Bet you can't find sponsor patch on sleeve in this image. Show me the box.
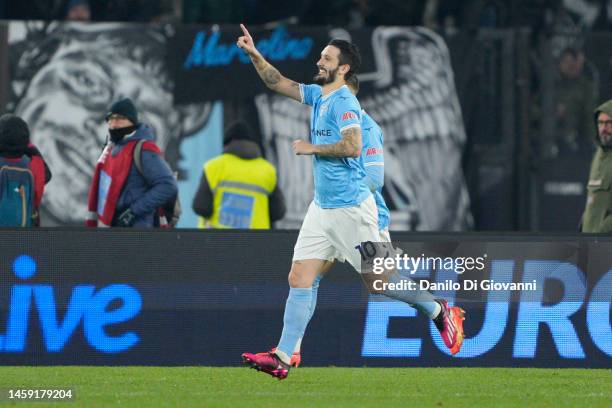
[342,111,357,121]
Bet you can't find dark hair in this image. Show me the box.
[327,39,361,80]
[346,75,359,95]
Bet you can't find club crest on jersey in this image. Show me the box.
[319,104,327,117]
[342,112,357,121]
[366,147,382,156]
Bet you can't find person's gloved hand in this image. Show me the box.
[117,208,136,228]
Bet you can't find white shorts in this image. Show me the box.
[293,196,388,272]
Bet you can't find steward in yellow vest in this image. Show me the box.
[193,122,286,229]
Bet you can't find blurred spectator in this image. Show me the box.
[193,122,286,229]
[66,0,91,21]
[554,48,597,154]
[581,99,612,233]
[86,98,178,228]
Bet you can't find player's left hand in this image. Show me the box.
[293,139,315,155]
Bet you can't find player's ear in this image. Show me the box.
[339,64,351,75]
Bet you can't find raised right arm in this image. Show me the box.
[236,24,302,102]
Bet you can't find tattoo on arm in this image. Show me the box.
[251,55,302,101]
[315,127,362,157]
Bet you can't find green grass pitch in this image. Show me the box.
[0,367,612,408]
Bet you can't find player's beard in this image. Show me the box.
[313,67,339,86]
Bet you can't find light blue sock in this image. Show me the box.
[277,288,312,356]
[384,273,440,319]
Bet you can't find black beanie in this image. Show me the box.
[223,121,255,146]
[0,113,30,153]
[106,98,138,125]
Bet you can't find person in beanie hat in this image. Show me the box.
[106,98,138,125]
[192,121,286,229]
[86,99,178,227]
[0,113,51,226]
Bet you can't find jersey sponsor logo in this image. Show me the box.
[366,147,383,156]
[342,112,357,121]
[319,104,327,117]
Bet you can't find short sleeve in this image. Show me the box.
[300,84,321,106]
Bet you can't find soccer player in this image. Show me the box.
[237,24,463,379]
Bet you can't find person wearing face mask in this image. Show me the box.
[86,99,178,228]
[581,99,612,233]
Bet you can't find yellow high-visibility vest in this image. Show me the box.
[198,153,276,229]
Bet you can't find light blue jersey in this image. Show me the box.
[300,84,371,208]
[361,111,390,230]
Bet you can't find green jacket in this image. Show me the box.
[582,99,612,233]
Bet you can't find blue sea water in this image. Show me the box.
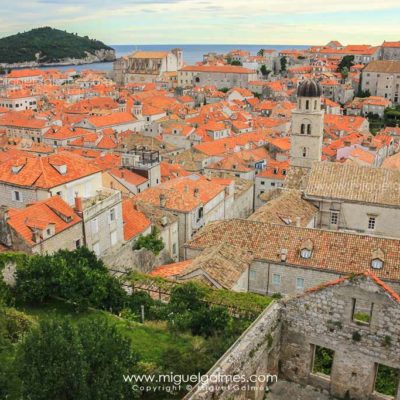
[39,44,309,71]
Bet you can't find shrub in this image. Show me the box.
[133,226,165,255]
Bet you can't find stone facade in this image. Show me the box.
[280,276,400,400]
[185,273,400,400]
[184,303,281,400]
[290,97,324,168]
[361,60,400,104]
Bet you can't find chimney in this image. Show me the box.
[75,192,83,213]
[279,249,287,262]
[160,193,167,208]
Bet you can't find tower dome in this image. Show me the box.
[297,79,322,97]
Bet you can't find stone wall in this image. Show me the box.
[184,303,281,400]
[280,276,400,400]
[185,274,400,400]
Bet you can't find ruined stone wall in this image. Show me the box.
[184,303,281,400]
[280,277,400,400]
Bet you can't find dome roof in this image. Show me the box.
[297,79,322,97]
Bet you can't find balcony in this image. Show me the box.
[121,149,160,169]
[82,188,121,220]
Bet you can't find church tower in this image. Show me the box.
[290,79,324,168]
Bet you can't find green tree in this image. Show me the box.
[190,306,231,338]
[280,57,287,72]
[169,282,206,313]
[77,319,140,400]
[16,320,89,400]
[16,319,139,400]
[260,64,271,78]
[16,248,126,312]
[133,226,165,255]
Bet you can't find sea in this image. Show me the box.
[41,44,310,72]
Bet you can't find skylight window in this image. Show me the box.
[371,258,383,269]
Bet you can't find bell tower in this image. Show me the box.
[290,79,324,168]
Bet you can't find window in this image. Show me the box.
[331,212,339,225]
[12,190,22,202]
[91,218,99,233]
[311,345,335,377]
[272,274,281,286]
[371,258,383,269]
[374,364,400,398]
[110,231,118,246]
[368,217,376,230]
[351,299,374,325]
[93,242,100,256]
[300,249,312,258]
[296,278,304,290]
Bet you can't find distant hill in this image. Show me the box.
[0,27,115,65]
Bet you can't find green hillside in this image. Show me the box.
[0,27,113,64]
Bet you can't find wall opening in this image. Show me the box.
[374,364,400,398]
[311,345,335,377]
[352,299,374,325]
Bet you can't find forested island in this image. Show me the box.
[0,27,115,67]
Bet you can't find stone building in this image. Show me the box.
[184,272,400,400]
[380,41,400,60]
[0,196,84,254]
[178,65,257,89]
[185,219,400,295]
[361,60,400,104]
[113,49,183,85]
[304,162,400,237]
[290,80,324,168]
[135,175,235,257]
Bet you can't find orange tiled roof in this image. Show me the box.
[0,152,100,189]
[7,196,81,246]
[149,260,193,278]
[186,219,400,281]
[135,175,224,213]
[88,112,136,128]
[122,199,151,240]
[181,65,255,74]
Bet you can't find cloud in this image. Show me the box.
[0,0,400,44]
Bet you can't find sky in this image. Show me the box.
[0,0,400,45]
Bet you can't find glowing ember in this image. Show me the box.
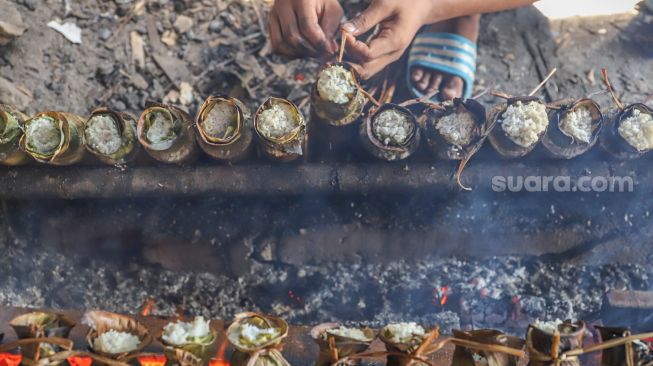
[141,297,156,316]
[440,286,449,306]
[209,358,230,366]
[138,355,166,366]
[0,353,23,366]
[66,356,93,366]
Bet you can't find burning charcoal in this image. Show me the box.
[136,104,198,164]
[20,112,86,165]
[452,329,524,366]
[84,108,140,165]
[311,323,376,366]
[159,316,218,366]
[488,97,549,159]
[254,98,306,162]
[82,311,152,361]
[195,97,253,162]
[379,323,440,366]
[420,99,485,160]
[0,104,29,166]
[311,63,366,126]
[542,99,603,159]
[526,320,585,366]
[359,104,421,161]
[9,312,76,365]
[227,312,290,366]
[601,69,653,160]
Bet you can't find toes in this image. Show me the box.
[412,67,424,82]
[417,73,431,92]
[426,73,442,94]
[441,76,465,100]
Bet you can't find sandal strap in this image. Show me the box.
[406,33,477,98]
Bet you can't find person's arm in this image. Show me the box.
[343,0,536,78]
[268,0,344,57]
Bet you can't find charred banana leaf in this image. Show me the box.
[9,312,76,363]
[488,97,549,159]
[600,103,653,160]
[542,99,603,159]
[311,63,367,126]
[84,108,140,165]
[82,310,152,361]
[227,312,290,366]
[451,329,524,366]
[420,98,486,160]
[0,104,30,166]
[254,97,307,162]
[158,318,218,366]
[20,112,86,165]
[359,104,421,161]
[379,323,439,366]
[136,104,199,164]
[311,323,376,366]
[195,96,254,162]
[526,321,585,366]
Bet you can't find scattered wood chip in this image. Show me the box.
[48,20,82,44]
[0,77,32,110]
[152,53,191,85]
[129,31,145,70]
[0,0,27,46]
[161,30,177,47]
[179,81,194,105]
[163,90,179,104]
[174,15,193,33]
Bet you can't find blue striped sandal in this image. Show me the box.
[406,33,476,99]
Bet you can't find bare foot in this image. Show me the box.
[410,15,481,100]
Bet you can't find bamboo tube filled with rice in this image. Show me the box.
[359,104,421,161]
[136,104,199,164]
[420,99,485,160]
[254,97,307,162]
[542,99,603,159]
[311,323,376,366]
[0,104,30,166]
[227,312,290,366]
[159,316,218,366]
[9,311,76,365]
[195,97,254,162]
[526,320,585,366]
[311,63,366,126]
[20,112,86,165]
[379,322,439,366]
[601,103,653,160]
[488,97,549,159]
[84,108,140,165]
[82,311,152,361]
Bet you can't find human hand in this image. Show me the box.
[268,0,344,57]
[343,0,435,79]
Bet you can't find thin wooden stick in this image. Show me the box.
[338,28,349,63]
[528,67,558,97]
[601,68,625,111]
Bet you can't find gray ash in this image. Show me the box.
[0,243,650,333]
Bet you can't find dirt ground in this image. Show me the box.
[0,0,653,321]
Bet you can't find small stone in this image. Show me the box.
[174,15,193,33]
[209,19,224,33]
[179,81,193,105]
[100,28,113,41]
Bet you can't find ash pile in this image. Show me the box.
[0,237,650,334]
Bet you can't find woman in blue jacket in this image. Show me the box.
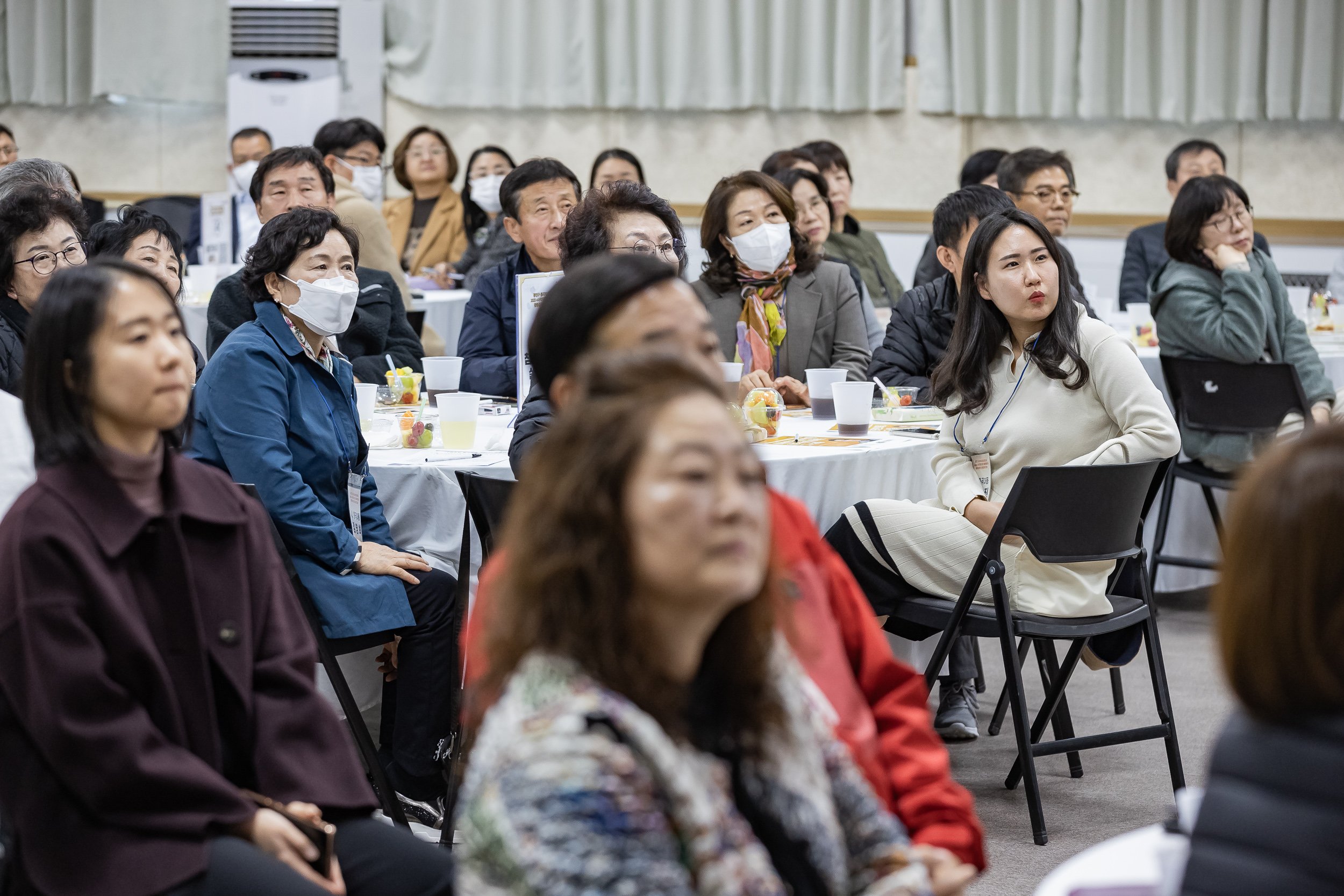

********

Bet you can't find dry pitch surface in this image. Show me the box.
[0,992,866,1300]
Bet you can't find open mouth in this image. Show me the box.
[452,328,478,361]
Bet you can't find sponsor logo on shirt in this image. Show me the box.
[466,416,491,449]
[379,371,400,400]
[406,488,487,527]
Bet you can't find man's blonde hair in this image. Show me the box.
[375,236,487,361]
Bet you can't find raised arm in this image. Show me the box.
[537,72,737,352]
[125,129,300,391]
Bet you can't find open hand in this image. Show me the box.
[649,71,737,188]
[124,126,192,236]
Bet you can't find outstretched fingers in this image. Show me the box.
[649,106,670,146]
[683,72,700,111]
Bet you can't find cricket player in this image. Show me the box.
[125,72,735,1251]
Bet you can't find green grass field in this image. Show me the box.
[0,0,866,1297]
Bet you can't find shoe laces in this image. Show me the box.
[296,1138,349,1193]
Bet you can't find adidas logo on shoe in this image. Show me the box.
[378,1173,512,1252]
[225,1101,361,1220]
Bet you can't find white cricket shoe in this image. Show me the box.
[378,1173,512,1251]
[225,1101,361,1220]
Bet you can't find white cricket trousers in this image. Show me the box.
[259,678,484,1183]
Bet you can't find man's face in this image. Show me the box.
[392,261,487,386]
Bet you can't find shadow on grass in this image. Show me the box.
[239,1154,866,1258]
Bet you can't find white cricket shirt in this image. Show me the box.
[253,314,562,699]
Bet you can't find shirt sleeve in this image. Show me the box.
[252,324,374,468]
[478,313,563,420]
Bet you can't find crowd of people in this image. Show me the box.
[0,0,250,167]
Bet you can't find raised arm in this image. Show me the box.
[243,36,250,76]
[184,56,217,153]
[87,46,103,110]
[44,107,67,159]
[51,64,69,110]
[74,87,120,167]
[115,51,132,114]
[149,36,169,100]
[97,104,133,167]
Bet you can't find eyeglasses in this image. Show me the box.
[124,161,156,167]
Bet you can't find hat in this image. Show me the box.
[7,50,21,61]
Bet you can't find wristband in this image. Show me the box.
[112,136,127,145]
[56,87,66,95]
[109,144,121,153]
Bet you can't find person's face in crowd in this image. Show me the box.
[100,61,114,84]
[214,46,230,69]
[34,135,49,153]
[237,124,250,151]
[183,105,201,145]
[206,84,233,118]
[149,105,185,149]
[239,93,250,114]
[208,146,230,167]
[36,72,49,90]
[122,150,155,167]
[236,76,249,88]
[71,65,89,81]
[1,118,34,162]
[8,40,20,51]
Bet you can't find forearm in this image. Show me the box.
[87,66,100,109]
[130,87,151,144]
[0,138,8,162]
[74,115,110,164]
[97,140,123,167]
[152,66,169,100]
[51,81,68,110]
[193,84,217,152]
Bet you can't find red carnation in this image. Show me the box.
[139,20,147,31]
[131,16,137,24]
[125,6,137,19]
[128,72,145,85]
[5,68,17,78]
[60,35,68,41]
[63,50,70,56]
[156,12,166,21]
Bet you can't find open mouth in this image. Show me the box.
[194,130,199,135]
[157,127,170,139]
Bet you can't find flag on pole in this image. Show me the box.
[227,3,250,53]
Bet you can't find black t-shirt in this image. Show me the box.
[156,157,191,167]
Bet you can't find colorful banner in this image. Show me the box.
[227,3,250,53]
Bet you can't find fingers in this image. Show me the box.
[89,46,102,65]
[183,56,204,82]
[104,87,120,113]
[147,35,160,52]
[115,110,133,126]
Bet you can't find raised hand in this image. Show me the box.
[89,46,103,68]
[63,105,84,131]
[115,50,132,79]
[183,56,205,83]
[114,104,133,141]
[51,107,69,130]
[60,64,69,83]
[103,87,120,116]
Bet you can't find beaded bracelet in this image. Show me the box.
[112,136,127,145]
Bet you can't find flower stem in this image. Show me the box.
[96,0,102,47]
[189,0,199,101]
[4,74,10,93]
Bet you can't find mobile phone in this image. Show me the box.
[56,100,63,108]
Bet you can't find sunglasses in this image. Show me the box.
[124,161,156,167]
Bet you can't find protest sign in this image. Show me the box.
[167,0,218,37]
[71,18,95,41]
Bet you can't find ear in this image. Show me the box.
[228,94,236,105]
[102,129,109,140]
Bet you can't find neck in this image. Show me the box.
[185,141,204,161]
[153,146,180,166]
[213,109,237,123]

********

Problem description: Render the lines from the one containing "Bet you can't find blurred" up to and including the one containing "[236,24,302,102]" as a JSON list of strings, with one string per line and any blank lines left out.

Exercise response:
[
  "Bet you can't find blurred spectator in this image. Show me the box.",
  "[193,122,286,229]",
  "[66,0,91,21]",
  "[554,48,597,154]",
  "[581,99,612,233]",
  "[86,98,178,228]",
  "Bet you can't find player's left hand in this image. Show me the box.",
  "[293,139,315,155]",
  "Bet you can't find player's ear in this image. Show me the box.",
  "[339,64,351,75]",
  "Bet you can't find raised right arm in this image. Show me the box.",
  "[236,24,302,102]"
]